Instructions for the task: Make an exact copy of the whole listing, but leave its pictures out.

Exercise inputs:
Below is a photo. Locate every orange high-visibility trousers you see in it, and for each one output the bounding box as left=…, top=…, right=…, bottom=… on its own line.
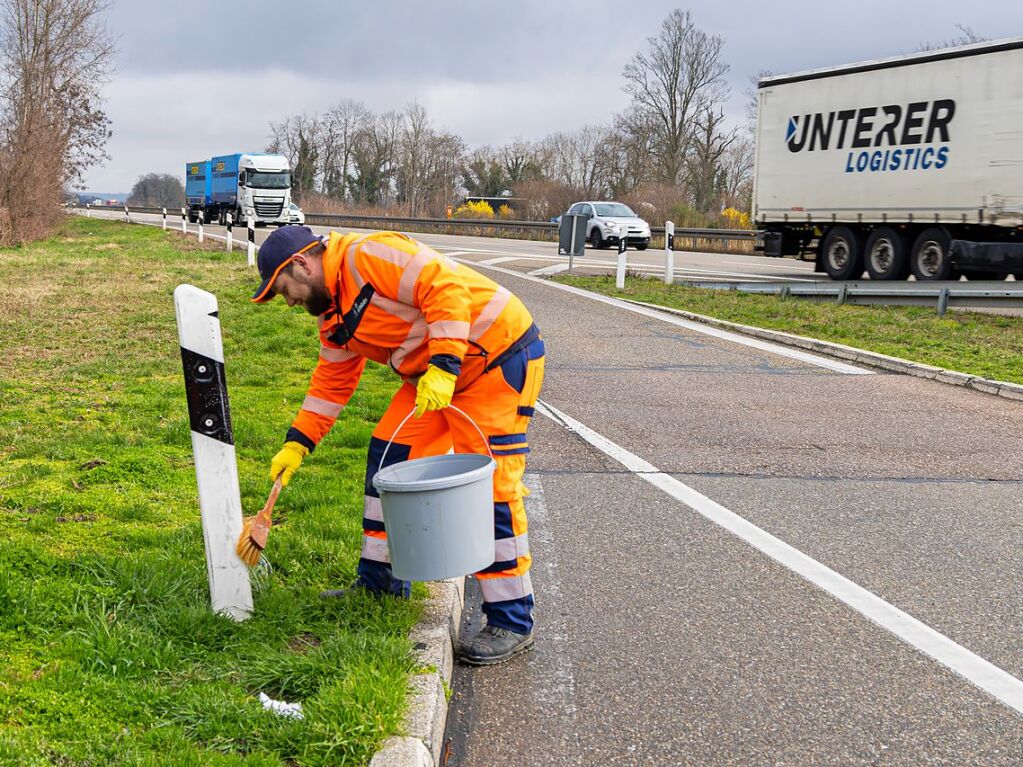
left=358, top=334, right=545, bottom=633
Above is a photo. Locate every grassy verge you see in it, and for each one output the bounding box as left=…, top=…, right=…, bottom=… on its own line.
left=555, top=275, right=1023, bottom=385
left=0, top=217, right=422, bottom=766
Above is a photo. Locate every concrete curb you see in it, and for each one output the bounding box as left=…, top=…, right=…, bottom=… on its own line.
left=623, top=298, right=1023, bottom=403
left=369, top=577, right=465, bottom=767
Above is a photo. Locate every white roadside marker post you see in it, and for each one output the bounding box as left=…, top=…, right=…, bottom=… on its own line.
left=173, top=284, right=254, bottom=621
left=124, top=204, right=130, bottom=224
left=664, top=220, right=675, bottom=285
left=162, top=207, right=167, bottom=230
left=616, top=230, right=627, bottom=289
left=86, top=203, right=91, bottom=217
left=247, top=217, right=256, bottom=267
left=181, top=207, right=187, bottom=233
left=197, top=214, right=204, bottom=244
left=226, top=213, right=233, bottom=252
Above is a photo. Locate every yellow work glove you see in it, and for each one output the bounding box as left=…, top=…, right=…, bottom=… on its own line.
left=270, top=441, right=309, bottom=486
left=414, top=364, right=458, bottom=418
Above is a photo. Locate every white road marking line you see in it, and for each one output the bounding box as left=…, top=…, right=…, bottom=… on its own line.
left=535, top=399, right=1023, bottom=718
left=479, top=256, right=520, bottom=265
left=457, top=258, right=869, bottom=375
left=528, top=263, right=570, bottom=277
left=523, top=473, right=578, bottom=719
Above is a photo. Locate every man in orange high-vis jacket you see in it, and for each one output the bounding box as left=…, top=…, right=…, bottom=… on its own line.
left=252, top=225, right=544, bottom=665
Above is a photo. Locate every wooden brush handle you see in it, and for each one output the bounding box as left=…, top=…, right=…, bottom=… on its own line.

Solution below:
Below is a photo. Locate every orange high-visibility trousers you see in it, and for each one output the bounding box as left=…, top=…, right=…, bottom=… on its own line.
left=358, top=334, right=545, bottom=633
Above is a photo. Locate every grassy verge you see in it, and for each one output the bounding box as left=…, top=…, right=…, bottom=… on its own line.
left=555, top=275, right=1023, bottom=385
left=0, top=217, right=422, bottom=766
Above is a photo. Locate every concrete curb you see in it, and for each one output the bounding box as left=…, top=…, right=…, bottom=… on its own line.
left=623, top=298, right=1023, bottom=403
left=369, top=577, right=465, bottom=767
Above is a photo. Locate every white roadside marker post you see in it, and for each one output the bounding box as left=…, top=…, right=…, bottom=… on its own line.
left=173, top=284, right=254, bottom=621
left=124, top=204, right=130, bottom=224
left=664, top=220, right=675, bottom=285
left=162, top=207, right=167, bottom=230
left=616, top=230, right=627, bottom=289
left=86, top=203, right=91, bottom=217
left=247, top=217, right=256, bottom=267
left=181, top=207, right=187, bottom=233
left=197, top=214, right=204, bottom=244
left=226, top=213, right=233, bottom=252
Above is a photo. Locate every yellow work glove you see in it, and for each one output the bounding box as left=…, top=…, right=…, bottom=… on its own line.
left=270, top=441, right=309, bottom=486
left=414, top=364, right=458, bottom=418
Above is a photo. Locate every white road marking line you see in it, and for each one output the bounding box as left=…, top=…, right=…, bottom=… on its own line.
left=535, top=399, right=1023, bottom=718
left=479, top=256, right=520, bottom=265
left=457, top=258, right=869, bottom=375
left=528, top=263, right=570, bottom=277
left=523, top=473, right=578, bottom=719
Above is a photo. Locate every man in orange high-vis jacket you see in it, and for each one output the bounding box as left=…, top=…, right=…, bottom=… on its own line.
left=252, top=225, right=544, bottom=665
Above is a photo. Locate every wooden brush handle you see in it, and for each one output the bounding box as left=…, top=…, right=…, bottom=… on its own line.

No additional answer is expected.